=== Begin Enclosure ===
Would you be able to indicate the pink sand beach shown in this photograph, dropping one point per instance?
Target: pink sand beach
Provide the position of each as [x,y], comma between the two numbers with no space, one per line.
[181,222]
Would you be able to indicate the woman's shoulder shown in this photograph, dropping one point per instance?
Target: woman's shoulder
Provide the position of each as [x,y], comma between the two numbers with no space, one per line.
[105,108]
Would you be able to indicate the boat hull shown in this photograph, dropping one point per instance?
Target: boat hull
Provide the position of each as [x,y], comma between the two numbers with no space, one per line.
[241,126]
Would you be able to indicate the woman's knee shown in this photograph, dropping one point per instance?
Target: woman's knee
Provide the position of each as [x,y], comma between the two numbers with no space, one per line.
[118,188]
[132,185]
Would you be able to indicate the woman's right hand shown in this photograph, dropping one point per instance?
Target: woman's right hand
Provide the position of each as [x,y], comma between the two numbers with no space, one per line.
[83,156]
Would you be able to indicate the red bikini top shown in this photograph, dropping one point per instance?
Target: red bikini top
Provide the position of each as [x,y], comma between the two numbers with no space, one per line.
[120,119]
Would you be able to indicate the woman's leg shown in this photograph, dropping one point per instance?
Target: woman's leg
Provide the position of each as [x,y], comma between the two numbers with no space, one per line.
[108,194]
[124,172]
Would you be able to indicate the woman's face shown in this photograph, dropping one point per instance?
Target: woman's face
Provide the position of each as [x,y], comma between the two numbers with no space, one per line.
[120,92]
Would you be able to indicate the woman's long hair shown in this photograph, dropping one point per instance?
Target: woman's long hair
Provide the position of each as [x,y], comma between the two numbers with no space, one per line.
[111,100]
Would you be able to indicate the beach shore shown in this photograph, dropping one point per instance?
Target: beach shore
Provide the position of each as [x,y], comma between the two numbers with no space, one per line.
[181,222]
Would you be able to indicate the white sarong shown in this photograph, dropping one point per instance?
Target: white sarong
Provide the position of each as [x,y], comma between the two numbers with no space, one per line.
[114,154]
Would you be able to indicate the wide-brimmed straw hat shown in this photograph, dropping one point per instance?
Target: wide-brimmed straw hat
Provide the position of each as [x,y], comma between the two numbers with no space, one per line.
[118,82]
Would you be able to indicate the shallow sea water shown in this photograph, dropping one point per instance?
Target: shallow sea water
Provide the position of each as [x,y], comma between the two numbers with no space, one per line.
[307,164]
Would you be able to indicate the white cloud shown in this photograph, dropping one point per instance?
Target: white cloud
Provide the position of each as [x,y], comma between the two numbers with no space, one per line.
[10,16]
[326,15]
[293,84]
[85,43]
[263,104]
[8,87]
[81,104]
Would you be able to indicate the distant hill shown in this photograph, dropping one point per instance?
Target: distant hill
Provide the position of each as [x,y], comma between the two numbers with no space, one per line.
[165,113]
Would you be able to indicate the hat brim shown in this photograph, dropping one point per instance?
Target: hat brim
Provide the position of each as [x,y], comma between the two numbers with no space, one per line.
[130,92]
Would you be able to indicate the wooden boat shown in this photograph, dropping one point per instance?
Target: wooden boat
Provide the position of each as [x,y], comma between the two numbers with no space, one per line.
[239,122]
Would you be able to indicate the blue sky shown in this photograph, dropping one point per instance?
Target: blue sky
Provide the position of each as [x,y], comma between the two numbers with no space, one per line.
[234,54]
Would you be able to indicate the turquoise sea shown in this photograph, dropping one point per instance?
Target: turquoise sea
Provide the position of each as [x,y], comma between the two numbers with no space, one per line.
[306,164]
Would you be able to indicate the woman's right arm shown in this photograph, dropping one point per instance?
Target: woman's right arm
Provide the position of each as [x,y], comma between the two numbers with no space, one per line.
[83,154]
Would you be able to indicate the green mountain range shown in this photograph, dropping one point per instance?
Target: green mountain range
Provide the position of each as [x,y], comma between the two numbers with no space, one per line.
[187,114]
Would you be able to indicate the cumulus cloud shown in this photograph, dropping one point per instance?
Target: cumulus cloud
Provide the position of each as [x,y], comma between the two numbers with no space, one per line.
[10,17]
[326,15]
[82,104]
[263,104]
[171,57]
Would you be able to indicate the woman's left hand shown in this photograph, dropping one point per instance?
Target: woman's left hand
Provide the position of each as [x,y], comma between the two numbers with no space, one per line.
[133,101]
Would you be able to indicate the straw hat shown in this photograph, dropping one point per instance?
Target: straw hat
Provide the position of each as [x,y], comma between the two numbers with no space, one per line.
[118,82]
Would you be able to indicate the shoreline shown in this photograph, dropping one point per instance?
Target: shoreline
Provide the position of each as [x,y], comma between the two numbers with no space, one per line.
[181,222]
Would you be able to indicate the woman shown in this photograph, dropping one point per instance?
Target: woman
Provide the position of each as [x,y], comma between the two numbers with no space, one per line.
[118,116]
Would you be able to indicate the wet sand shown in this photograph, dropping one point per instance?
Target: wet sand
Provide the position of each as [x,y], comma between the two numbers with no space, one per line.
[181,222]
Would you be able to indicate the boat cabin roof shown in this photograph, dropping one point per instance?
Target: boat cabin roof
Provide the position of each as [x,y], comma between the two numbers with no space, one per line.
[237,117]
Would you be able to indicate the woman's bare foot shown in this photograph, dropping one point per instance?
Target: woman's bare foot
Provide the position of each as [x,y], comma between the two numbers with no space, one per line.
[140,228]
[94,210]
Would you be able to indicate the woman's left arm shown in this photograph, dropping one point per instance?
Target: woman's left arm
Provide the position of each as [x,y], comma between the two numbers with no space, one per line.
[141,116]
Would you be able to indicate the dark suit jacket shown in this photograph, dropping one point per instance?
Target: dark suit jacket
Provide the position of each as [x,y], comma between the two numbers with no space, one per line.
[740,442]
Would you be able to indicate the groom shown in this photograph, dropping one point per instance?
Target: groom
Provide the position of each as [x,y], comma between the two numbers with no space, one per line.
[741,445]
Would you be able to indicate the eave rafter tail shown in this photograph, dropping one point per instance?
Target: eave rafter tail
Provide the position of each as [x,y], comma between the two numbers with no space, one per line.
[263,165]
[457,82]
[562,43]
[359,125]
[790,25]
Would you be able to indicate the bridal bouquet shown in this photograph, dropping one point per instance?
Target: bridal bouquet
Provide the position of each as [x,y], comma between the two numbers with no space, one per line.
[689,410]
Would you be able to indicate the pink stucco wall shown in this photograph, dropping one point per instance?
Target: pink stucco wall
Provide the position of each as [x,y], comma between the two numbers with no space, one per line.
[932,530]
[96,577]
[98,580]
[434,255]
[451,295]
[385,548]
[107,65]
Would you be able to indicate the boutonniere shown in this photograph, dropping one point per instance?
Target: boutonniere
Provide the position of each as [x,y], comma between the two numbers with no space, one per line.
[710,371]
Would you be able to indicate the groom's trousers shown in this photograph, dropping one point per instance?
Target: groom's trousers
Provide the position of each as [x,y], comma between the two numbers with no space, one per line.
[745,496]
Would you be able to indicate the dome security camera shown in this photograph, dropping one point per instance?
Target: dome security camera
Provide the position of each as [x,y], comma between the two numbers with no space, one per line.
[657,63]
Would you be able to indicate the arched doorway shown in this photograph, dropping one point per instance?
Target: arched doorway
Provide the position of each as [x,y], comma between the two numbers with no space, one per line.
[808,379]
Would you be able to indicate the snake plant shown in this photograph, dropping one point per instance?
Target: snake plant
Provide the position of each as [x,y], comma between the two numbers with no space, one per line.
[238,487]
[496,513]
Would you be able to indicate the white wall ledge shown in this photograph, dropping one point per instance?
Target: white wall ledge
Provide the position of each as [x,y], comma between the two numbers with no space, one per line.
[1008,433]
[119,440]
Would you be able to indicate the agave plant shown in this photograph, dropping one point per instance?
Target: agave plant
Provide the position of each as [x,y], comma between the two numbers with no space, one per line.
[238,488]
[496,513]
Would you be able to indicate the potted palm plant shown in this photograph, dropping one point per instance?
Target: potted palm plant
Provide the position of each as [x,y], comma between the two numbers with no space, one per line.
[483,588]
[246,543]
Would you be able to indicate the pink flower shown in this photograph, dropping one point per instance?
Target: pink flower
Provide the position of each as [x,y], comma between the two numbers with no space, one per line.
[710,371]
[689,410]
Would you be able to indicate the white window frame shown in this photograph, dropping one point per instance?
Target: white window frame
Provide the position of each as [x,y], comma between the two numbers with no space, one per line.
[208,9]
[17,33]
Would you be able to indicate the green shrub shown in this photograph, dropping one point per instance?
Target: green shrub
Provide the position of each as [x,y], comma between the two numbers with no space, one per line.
=== End Enclosure ===
Lines from the start of the records through the one containing "Would you be able to indicate the red" are what should be retyped, exactly and in full, both ends included.

Would you be able to indicate the pink sand beach shown in this photograph, dropping one point per instance?
Target: pink sand beach
Provide the position of each as [x,y], comma between the two numbers with no space, one per line.
[181,222]
Would you be able to indicate the woman's shoulder shown in this photograph, dropping one point per instance?
Target: woman's shoulder
Provide the position of each as [x,y], comma between the two numbers with no space, one per line.
[105,108]
Would you be able to indicate the boat hull shown in this photograph, dropping one point per instance?
Target: boat hull
Provide the position of each as [x,y], comma between the two numbers with no space, one per line.
[241,126]
Would you be able to indicate the woman's knee shown in this photograph, dropping one point per instance?
Target: woman's knee
Provide the position of each as [x,y], comma between the two numbers with no space, one per line.
[118,188]
[132,185]
Would you be able to indicate the woman's right hand shown in this photograph, dropping one point per instance?
Target: woman's right hand
Provide the position of each as [x,y], comma between the two numbers with no space, one per line.
[83,156]
Would you be able to indicate the red bikini top shown in this photograph, dropping one point per instance?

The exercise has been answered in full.